__SOURCE EXTRACT__
▶

With the death toll staggering from the sever contagion of the plague, the supply and demand went up not only for commodities, but also for hard labor. The people of the working class attempted to take advantage of this by asking for more money for their services. Even if their potential employers did not want to pay anything extra, their were plenty of others who would, so they did not really have a choice. The wealthier people who were higher up in the hierarchy tried to prevent the working class from rising up, but when it all came down to it, they needed these people were indispensable, and the rich needed them. Whether the wealthier liked it or not, the hierarchy was changing, and the peasants were getting wise.
The peasants were rising up in more than just the economy; the plague had wreaked havoc on both the lives of the poor and the lives of the rich, causing their entire way of life to be turned upside down. As a result of the sheer panic that came from this, many of the peasants went crazy. They banded together and even more ruined the lives of the knights and other wealthy people of the nation, harming them, torturing them, and even killing many of them. This peasant rebellion was caused much destruction during the two years of the plague, in addition to the sickness.

◀

__RECORD LIST__
▶

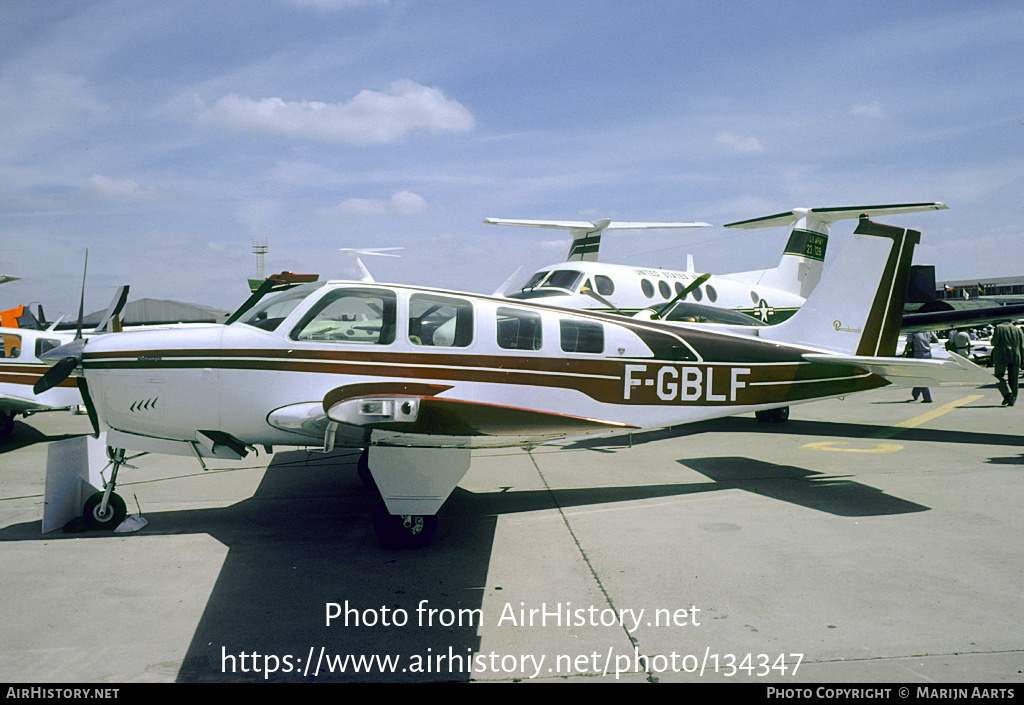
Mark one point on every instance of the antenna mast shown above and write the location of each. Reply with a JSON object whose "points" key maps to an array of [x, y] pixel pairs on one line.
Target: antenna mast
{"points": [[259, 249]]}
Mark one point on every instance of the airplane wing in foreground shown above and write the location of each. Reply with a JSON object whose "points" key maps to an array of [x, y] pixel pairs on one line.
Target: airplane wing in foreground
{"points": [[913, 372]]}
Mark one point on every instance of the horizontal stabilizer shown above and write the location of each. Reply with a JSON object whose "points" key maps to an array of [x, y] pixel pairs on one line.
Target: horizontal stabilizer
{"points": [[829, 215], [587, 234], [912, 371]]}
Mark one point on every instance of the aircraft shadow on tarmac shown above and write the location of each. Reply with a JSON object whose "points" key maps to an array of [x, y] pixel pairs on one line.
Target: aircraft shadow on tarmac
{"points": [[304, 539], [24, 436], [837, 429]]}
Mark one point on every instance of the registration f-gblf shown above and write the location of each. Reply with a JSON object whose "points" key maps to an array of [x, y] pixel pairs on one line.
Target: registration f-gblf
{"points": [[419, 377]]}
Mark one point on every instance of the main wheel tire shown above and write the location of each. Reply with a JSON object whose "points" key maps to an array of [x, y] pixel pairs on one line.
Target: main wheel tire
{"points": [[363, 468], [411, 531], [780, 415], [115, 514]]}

◀
▶

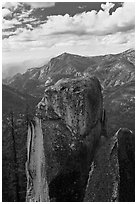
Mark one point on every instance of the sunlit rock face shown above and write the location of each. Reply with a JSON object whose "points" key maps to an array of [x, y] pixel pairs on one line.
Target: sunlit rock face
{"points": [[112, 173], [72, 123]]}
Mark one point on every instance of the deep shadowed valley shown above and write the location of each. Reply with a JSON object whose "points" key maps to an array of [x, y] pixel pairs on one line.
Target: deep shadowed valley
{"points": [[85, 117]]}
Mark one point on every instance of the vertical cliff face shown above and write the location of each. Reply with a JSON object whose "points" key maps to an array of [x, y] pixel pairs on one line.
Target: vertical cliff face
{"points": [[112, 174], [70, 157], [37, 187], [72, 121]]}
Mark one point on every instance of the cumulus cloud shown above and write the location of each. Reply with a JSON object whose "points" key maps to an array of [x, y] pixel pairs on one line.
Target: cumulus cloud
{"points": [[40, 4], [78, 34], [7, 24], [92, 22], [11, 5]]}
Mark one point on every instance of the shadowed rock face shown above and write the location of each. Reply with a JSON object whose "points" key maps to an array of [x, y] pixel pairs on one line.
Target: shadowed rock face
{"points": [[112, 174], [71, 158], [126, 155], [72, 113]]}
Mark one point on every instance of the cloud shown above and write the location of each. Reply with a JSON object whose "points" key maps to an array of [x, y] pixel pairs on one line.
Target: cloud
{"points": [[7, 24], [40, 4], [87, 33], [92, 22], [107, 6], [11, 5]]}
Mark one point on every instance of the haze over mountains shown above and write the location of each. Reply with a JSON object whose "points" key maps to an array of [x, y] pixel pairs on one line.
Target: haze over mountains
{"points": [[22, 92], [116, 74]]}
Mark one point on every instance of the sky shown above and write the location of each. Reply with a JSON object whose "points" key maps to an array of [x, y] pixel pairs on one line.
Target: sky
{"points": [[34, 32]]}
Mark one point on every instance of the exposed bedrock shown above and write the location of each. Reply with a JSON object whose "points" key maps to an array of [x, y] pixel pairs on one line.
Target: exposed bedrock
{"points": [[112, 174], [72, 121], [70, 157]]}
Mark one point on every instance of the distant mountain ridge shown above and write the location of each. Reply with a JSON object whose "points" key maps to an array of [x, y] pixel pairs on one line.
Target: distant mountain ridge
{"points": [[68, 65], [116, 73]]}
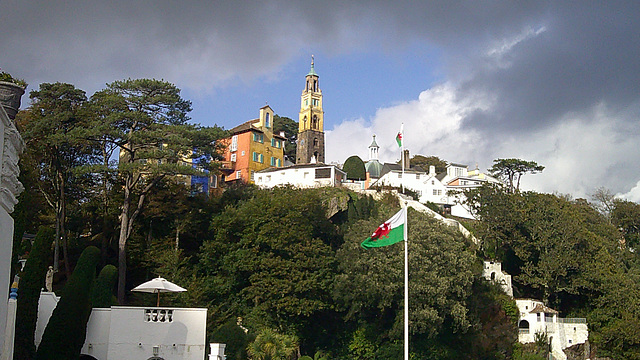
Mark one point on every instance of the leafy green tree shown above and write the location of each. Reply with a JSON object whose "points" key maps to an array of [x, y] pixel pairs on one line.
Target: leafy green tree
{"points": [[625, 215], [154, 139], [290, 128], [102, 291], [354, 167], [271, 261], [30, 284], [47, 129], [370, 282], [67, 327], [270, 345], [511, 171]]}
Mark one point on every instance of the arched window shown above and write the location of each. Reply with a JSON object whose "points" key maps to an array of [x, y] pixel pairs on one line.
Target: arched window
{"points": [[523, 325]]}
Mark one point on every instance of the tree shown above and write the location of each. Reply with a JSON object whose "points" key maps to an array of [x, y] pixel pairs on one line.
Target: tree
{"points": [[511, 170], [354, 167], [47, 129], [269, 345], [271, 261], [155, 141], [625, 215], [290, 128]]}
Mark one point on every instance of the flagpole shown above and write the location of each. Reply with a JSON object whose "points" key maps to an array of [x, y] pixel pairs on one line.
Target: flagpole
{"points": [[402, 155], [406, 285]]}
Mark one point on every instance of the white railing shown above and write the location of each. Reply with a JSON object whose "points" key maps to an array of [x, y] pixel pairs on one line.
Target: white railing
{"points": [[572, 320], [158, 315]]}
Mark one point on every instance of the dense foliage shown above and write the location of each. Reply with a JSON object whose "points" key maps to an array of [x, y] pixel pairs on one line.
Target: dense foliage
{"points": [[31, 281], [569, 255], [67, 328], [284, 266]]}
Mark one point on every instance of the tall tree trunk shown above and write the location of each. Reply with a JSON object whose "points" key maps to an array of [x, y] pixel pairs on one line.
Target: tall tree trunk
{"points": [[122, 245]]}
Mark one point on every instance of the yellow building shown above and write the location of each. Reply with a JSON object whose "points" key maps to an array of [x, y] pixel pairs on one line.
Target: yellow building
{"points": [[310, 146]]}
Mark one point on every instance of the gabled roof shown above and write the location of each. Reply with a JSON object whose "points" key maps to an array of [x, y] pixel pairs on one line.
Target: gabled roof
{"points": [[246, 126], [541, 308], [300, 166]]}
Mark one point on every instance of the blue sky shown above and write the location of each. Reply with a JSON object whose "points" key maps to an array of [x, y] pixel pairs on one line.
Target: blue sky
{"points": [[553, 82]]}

◀

__DIRECTIVE A__
Update the plague passage from "With the death" to "were getting wise.", putting "laboring class" in place of "working class".
__DIRECTIVE B__
Carry the plague passage further, starting after its final sentence.

__TASK OUTPUT A__
With the death toll staggering from the sever contagion of the plague, the supply and demand went up not only for commodities, but also for hard labor. The people of the laboring class attempted to take advantage of this by asking for more money for their services. Even if their potential employers did not want to pay anything extra, their were plenty of others who would, so they did not really have a choice. The wealthier people who were higher up in the hierarchy tried to prevent the laboring class from rising up, but when it all came down to it, they needed these people were indispensable, and the rich needed them. Whether the wealthier liked it or not, the hierarchy was changing, and the peasants were getting wise.

__TASK OUTPUT B__
When the people realized how devastating the Black Plague was to them and the world in which they lived, they strove to find a scapegoat on which to place the blame. Some people of the Jewish religion had already been previously charged with poisoning well water, and because of this, everyone turned against them and held them accountable for the plague. Jews were a minority, so it was very easy for the rest of Great Britain to overpower them when it came down to it. Many Jews were burned for this apparent crime, and only in cities such as Avignon were they protected by people of authority like the pope.
In this time of bedlam that resulted from the Black Plague, all of these groups -- the employers, the knightly people, and the Jews -- were shoved to the wall as the peasants and the working class were able to collaborate against the peoples they thought were opposing them; though in the end the main thing that resulted from the ruinous plague was not the power of teamwork, but an extreme decrease in Europe's population.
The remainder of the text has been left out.